### [What the task asks]
Print out every line, exactly as written.

# START OF Available records

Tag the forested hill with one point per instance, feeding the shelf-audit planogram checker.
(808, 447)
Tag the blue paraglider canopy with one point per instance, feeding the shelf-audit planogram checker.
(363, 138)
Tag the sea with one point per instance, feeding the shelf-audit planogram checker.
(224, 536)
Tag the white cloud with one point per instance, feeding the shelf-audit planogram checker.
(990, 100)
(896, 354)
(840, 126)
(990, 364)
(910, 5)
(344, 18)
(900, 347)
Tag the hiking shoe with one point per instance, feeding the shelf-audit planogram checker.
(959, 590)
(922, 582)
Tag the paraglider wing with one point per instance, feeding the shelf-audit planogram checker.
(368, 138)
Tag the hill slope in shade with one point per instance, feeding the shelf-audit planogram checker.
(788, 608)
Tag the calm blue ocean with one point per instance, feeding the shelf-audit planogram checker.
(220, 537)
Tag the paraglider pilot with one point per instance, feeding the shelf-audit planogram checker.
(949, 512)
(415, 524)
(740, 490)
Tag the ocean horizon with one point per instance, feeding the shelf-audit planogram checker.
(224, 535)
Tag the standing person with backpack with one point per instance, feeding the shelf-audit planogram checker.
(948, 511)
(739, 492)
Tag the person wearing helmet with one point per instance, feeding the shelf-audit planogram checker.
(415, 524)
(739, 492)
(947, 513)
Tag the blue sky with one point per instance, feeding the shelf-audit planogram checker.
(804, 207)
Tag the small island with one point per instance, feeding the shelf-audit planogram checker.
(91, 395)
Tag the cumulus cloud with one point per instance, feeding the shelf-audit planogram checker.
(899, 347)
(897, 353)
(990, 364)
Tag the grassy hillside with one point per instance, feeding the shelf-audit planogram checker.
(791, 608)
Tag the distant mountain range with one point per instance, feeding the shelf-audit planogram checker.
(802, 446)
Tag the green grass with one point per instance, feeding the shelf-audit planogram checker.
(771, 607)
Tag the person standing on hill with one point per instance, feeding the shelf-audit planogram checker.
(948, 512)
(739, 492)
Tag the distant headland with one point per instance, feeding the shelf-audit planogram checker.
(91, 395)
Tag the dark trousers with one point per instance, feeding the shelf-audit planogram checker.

# END OF Available records

### [Final result]
Tag the forested hill with one point per instance, feeding the shelf-audit planogram checker.
(808, 447)
Tag the blue paraglider canopy with one point per instance, feeding the shelf-audit planogram checker.
(363, 138)
Tag the sea with one point per instance, feeding the shelf-audit planogram checker.
(224, 536)
Tag the white cloud with one point per instance, feeding the shelf-audit planogram checker.
(990, 100)
(896, 354)
(840, 126)
(990, 364)
(910, 5)
(344, 18)
(900, 347)
Tag the hiking shoe with one point per instance, feeding the shelf-audit planogram checker.
(959, 590)
(922, 582)
Tag the paraglider wing with one point per instance, feeding the shelf-audit planogram checker.
(368, 138)
Tag the hill slope in shade with one point per instance, feeding the shelf-audit planogram checker.
(788, 608)
Tag the calm blue ocean with one point per instance, feeding the shelf-audit planogram checker.
(220, 537)
Tag the paraglider pilot with one point per instance, feeding the shelf-audit planogram checker.
(949, 512)
(415, 524)
(740, 490)
Tag the ocean horizon with one point per instance, feeding the shelf-audit planogram checker.
(224, 535)
Tag the standing person with backpack with one point per instance, feeding the shelf-audit planogram checker.
(948, 511)
(739, 492)
Tag the person wearing helmet with one point per instance, feeding the shelf-audit planogram checker.
(415, 524)
(739, 492)
(947, 513)
Tag the blue sky with one point per instance, feeding the shelf-audit planogram checker.
(804, 207)
Tag the small island with one point per instance, feeding the shelf-audit planogram checker.
(91, 395)
Tag the cumulus cloud with one point per instance, feeding the shelf-audit planogram checker.
(899, 347)
(897, 353)
(990, 364)
Tag the grassy hillside with one point per instance, feeding the shelf-audit planogram checker.
(791, 608)
Tag the distant mountain range with one point per instance, feeding the shelf-audit planogram checker.
(802, 446)
Tag the green grass with one point per instance, feeding the shelf-audit planogram checker.
(771, 607)
Tag the person standing on hill with one point per instance, feeding the shelf-audit planogram checker.
(948, 512)
(739, 492)
Tag the distant headland with one point per instance, feeding the shelf-audit planogram checker.
(91, 395)
Tag the dark trousers with one point per instance, feeding the shelf-audit planogram checker.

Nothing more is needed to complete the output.